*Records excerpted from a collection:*

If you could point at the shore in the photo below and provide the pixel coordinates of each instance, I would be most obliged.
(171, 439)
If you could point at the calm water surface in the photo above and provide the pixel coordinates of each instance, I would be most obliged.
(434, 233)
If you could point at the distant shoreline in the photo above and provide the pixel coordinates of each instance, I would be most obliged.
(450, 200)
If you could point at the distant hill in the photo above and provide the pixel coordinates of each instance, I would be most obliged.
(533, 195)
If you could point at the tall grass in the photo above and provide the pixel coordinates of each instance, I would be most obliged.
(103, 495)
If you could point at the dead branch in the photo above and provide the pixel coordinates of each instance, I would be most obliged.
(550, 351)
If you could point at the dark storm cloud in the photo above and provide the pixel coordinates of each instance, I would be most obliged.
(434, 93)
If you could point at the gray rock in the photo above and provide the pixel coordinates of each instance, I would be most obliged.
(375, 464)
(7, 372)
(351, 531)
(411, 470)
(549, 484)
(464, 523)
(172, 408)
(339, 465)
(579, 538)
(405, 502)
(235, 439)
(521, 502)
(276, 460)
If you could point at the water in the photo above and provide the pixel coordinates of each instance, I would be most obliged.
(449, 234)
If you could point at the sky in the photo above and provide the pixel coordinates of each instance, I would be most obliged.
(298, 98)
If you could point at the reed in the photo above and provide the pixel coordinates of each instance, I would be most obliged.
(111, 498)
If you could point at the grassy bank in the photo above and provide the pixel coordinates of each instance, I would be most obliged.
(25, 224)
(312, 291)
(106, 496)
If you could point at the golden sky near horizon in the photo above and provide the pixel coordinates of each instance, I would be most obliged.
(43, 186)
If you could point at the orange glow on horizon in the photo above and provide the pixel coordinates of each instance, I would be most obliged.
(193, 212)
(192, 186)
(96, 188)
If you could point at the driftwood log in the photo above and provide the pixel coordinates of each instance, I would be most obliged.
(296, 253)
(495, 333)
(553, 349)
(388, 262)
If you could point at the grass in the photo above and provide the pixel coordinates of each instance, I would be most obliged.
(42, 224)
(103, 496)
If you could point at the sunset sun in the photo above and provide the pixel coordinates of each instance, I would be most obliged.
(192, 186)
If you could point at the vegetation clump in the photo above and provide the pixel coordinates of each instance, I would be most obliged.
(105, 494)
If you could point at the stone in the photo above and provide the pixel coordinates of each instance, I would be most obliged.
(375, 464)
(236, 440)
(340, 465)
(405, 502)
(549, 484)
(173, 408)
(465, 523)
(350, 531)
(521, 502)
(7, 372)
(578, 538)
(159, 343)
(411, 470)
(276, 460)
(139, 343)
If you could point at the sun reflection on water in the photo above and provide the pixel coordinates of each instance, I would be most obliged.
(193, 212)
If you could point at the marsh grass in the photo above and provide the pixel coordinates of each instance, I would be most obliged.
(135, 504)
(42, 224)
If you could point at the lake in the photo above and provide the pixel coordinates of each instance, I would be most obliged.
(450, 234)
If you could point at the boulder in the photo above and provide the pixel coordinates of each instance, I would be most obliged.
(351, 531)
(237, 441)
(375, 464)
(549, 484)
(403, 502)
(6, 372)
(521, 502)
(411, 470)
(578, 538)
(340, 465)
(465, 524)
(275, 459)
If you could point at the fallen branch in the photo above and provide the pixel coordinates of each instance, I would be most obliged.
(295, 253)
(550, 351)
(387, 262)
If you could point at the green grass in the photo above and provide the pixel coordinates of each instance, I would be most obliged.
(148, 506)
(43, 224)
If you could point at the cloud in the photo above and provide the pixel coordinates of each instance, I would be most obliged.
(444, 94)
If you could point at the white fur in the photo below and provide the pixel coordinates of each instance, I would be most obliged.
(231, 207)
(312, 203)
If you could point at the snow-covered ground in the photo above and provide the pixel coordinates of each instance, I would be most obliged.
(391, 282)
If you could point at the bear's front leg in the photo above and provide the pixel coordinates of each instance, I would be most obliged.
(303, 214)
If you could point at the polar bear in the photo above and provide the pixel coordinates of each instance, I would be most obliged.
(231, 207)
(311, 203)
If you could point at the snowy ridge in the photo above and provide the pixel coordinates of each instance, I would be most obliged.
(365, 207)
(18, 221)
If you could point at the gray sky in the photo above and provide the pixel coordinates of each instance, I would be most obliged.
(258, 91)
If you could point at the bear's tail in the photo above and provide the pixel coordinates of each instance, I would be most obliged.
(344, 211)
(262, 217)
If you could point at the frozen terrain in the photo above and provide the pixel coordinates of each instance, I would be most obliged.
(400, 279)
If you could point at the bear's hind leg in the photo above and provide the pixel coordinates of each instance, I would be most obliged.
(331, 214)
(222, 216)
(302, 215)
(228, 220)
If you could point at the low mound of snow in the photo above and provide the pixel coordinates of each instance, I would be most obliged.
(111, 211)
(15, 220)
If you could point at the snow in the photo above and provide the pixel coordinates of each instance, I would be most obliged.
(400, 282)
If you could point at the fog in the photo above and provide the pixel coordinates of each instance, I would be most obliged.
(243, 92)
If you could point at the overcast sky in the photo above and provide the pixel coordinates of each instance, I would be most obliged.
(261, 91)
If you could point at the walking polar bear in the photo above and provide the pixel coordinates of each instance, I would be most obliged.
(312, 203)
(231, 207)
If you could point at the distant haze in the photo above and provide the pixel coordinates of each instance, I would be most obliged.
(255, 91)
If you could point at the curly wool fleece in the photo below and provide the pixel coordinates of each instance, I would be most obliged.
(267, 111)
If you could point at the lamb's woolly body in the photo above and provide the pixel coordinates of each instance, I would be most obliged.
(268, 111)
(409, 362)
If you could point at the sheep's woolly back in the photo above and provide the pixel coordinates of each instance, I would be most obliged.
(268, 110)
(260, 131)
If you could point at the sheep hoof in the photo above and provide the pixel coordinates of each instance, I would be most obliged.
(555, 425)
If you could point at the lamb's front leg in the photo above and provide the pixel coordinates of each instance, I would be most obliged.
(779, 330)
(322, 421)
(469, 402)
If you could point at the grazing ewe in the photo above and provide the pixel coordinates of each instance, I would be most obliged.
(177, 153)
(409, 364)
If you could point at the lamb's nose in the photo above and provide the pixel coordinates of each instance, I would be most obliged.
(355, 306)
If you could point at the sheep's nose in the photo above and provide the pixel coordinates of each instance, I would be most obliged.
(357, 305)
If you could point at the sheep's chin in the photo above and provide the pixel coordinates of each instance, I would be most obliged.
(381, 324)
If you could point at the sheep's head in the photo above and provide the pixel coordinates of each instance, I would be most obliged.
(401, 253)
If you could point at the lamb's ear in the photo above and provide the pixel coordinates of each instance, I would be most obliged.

*Task description:* Transcribe all of the data above, keeping each line exactly as it stands.

*Answer section:*
If you could point at the shore in the photo below and provide the pixel coordinates of each instance, I would be most obliged.
(171, 439)
If you could point at the calm water surface in the photo above and provide the pixel coordinates of each instance, I would be most obliged.
(434, 233)
If you could point at the distant shoreline in the photo above and provide the pixel coordinates of each instance, I would be most obliged.
(450, 200)
If you could point at the distant hill in the photo above and provide the pixel coordinates of each instance, I would be most obliged.
(533, 195)
If you could point at the tall grass in the photo above and provide the pixel coordinates of each instance, I would be most obliged.
(103, 495)
If you could point at the dead branch in the photo above and provide the pixel coordinates of each instance, I would be most obliged.
(550, 351)
If you could point at the dark storm cloud in the photo above and provide the pixel coordinates of each instance, I would be most obliged.
(434, 93)
If you could point at the gray rock in the photo above and provide the pixel coordinates of each instance, I would be most obliged.
(375, 464)
(7, 372)
(351, 531)
(411, 470)
(549, 484)
(464, 523)
(172, 408)
(339, 465)
(579, 538)
(405, 502)
(235, 439)
(521, 502)
(276, 460)
If you could point at the water in the photo above and provide the pixel coordinates of each instance, I would be most obliged.
(449, 234)
If you could point at the sky in the photo above and provide the pixel coordinates of each instance, I would be most obliged.
(298, 98)
If you could point at the reed in the photo above and provide the pixel coordinates of each instance, I would be most obliged.
(111, 498)
If you could point at the grassy bank in the photo above and provide the pixel coordinates of each instance, I would be most obliged.
(25, 224)
(312, 291)
(106, 496)
If you could point at the golden sky near horizon in the photo above and provide the pixel coordinates of each instance, I would be most obliged.
(43, 186)
If you could point at the orange glow on horizon in the photo above and provide the pixel coordinates of each instance, I would be most obliged.
(193, 212)
(192, 186)
(96, 188)
If you could point at the driftwood log in the photo above and provide the pixel coordinates of each instance, I would be most obliged.
(296, 253)
(495, 333)
(553, 349)
(388, 262)
If you could point at the grass in the photo above and provide the pixel coordinates of each instance, I would be most obliged.
(42, 224)
(103, 496)
If you could point at the sunset sun in the photo above and provide the pixel coordinates of each instance, I would be most obliged.
(192, 186)
If you could point at the vegetation clump in the photo above and provide the pixel coordinates of each instance, I would be most obliged.
(105, 494)
If you could point at the stone in the photo above and provide the pixel coordinates of each instance, I would be most obliged.
(375, 464)
(236, 440)
(340, 465)
(405, 502)
(549, 484)
(173, 408)
(465, 523)
(350, 531)
(521, 502)
(7, 372)
(578, 538)
(159, 343)
(411, 470)
(276, 460)
(139, 343)
If you could point at the sun reflection on water in the photo above and provide the pixel coordinates of each instance, I would be most obliged.
(193, 212)
If you could point at the marsh grass in the photo above and provide the pixel coordinates of each instance, I would be most obliged.
(135, 504)
(42, 224)
If you could point at the lake in the photo above and provide the pixel coordinates of each instance, I would be most obliged.
(450, 234)
If you could point at the boulder in the photo above and provide the pixel coordinates of each instance, I would be most obliged.
(351, 531)
(237, 441)
(375, 464)
(549, 484)
(403, 502)
(6, 372)
(521, 502)
(411, 470)
(578, 538)
(340, 465)
(465, 524)
(275, 459)
If you could point at the fallen branch in the photo above and provide the pixel coordinates of each instance, I would be most obliged.
(295, 253)
(550, 351)
(387, 262)
If you could point at the green grass in the photo above and provide the pixel coordinates of each instance, I would be most obliged.
(148, 506)
(43, 224)
If you could point at the cloud in the photo above and provide the pixel coordinates of each instance, I would be most obliged.
(444, 94)
If you could point at the white fur in the photo below and provide the pixel coordinates of each instance, I would be most obliged.
(231, 207)
(312, 203)
If you could point at the snow-covered ground in the photo above and provide the pixel coordinates of each instance, I would be most obliged.
(391, 282)
If you could point at the bear's front leg in the photo above and provide the pixel coordinates of each instance, I would be most obliged.
(303, 214)
If you could point at the polar bear in the photo above and provide the pixel coordinates of each instance, I would be most obliged.
(231, 207)
(311, 203)
If you could point at the snowy ridge in the photo above and provide the pixel coordinates of each instance, I would be most obliged.
(365, 207)
(18, 221)
If you could point at the gray sky in the photo above and provide the pixel coordinates of each instance, I would be most obliged.
(258, 91)
If you could point at the bear's tail in the photo above and provide the pixel coordinates of each instance, I would be most obliged.
(344, 211)
(262, 217)
If you could point at the frozen terrain in the photo above and provide the pixel coordinates of each instance, I would be most obliged.
(400, 279)
If you could point at the bear's hind leg in the photo above and provide the pixel coordinates of each instance, I would be most obliged.
(331, 214)
(222, 216)
(302, 215)
(228, 220)
If you could point at the low mound of snow in the photo above and provide the pixel coordinates of each instance, I would be most obliged.
(111, 211)
(15, 220)
If you could point at the snow in the photo above and provide the pixel coordinates of each instance, I would be most obliged.
(400, 282)
If you could point at the fog in the photo above and provide the pixel coordinates of each instance, I would be most obliged.
(243, 92)
If you could point at the overcast sky in the photo above and provide the pixel coordinates of each instance, I would be most obliged.
(261, 91)
If you could point at the walking polar bear in the photo above and provide the pixel coordinates of each instance, I would be most obliged.
(312, 203)
(231, 207)
If you could point at the distant haze in the photo above and provide the pixel coordinates of each instance, I would be most obliged.
(255, 91)
If you could point at the curly wool fleece in the photo below and provide the pixel coordinates of each instance, I would be most obliged.
(267, 111)
If you could point at the lamb's woolly body in the photo above and provide the pixel coordinates of each instance, I would be most obliged.
(268, 111)
(409, 362)
If you could point at the sheep's woolly back in the photo above and provide the pixel coordinates of each instance, I would be most obliged.
(268, 110)
(260, 131)
If you could point at the sheep hoof in the photo above and provide the pixel coordinates of each instance, I would be most obliged.
(555, 425)
If you could point at the lamb's front leg in the photo above and provide the pixel coordinates of each instance, I would be most obliged.
(779, 330)
(322, 421)
(469, 402)
If you could point at the grazing ewe in the photo above and provide the pixel coordinates of each instance, I would be most obliged.
(177, 153)
(409, 364)
If you could point at the lamb's nose in the photo above and provide the pixel coordinates of each instance, I would be most obliged.
(355, 306)
If you could point at the sheep's nose in the photo above and provide the pixel coordinates of each instance, I would be most obliged.
(357, 305)
If you could point at the sheep's chin in the photo above and provide the pixel coordinates of each instance, I would be most obliged.
(381, 324)
If you could point at the sheep's head in the photo above and provide the pixel coordinates of each instance, I would be most obliged.
(401, 253)
If you could point at the lamb's ear in the photo above and provide the pixel coordinates of each instance, I would be most obliged.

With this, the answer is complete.